>>>

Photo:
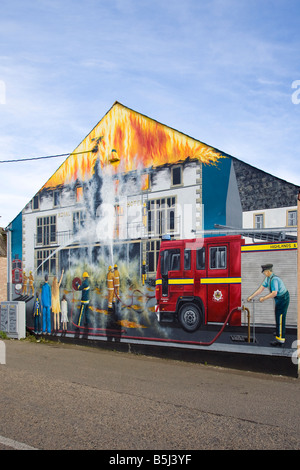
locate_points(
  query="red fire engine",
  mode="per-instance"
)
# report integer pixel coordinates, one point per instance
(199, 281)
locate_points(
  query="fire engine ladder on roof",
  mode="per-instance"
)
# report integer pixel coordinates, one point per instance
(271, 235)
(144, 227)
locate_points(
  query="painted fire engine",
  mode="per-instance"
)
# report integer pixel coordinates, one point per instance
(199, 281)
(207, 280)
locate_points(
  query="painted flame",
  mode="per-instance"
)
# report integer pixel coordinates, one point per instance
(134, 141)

<<<
>>>

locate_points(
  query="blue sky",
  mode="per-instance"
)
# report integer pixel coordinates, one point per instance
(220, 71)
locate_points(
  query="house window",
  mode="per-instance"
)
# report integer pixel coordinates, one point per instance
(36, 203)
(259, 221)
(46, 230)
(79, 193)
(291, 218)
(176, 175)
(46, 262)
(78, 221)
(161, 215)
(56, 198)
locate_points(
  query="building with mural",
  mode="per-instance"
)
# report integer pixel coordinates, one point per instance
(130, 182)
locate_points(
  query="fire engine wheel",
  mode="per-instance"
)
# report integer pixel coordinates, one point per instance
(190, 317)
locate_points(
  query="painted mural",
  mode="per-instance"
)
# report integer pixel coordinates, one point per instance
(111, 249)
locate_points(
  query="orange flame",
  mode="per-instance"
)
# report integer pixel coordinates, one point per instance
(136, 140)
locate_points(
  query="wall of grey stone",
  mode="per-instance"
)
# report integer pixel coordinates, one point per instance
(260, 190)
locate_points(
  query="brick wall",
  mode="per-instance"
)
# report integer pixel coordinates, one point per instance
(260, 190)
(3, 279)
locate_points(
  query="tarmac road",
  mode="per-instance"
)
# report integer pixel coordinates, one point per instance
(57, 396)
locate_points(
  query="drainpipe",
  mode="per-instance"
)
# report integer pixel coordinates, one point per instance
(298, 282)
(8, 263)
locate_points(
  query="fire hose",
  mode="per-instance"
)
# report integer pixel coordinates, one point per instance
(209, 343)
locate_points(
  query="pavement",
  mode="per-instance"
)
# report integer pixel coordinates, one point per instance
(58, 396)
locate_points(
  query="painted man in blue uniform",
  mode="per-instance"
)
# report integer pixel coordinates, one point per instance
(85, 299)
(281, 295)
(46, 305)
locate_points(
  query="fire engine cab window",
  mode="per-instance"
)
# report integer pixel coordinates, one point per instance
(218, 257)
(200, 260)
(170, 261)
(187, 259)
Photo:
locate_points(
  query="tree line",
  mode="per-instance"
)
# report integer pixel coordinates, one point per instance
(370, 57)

<<<

• [Description of the task]: Note each line of the material holding "mural" and copy it out.

• [Output of the task]:
  query="building with mural",
  query="painted mural",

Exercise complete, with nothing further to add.